TAREFA A CUMPRIR >> Segundo o trecho do documento, quantas punições Daniel Silveira recebeu antes de ser expulso da PM estadual?

TRECHO DO DOCUMENTO >>
--

Por Ricardo Leitão, em artigo enviado ao blog Ao perdoar o deputado federal Daniel Silveira (PTB – RJ), condenado a 8 anos e 9 meses de prisão por 10 dos 11 ministros do Supremo Tribunal Federal (STF), Jair Bolsonaro mais uma vez investiu na crise institucional , insuflando o golpe que tanto persegue.
Nesse jogo arriscado, Silveira é um personagem minúsculo, da ala marombada do bolsonarismo.
Ganhou notariedade pela primeira vez ao destruir a placa da rua que homenageava Marielle Franco, assassinada por milicianos no Rio de Janeiro.
Antes, fora expulso da PM estadual depois de receber mais de 100 punições.
Chegou à Câmara dos Deputados arrastado pela onda conservadora que elegeu Bolsonaro em 2018.

--

SEGMENTO DE DADOS >>
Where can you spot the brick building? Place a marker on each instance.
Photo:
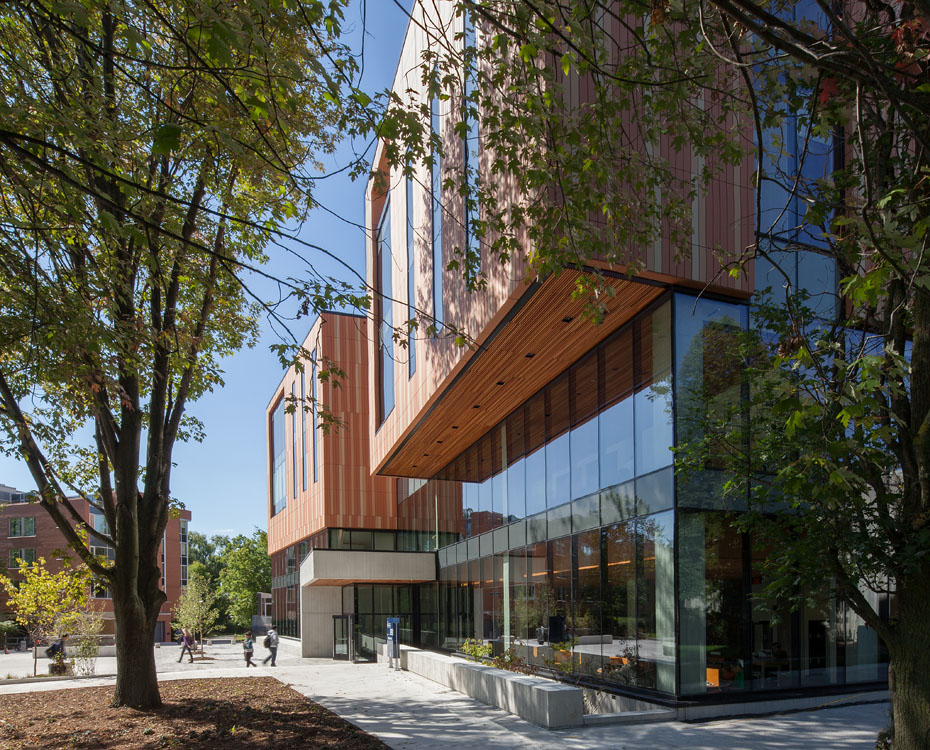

--

SOLUÇÃO ESCRITA >> Mais de 100 punições.